Please report how many lines of the following entries hold the word "green", giving the number alone.

*** RECORDS SUPPLIED ***

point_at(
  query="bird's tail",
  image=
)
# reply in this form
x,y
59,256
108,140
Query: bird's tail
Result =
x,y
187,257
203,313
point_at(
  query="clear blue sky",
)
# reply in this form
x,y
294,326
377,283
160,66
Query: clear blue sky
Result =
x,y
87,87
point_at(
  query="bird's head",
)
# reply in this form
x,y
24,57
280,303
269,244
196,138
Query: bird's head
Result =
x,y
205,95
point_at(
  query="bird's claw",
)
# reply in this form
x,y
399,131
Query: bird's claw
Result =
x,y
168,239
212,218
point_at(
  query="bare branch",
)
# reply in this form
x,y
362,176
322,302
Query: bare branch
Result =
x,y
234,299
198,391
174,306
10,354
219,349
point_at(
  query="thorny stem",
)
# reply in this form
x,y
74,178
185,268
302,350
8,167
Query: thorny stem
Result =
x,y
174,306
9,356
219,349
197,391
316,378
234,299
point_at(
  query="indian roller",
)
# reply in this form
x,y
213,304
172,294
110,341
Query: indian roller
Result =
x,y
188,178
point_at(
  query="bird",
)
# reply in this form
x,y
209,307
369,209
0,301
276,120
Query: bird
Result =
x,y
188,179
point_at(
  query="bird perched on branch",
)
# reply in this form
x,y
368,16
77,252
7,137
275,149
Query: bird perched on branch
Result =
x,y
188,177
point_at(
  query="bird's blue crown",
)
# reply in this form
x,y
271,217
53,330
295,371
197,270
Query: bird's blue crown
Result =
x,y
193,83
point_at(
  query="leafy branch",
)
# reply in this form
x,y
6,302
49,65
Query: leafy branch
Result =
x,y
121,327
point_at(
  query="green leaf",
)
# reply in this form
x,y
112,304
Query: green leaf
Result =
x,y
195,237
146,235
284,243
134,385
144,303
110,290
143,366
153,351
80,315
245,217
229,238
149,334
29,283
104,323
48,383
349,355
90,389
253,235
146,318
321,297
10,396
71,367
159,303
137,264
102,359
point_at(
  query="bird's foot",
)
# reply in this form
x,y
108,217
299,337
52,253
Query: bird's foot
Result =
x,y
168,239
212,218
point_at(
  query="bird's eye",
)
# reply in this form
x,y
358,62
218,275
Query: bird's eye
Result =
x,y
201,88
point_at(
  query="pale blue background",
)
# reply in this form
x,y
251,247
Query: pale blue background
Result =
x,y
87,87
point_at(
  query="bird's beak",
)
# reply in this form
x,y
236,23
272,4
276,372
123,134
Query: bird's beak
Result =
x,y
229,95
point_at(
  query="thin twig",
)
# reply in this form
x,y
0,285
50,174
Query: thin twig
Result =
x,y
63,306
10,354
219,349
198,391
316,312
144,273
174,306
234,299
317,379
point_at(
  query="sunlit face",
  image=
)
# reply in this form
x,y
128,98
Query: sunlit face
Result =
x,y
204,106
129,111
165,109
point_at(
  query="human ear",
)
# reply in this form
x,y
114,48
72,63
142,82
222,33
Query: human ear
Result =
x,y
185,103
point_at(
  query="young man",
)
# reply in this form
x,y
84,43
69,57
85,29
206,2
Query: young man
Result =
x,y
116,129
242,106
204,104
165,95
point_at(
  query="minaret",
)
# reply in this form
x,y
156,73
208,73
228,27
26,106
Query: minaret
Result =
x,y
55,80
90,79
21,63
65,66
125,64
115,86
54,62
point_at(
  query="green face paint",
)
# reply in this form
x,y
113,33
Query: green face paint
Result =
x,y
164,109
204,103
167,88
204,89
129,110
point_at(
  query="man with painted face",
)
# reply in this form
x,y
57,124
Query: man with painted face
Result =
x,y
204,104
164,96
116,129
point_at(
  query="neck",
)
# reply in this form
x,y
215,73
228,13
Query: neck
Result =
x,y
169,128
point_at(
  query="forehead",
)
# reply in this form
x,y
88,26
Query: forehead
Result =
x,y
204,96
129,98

*** End of RECORDS SUPPLIED ***

COMPLETED EXERCISE: 4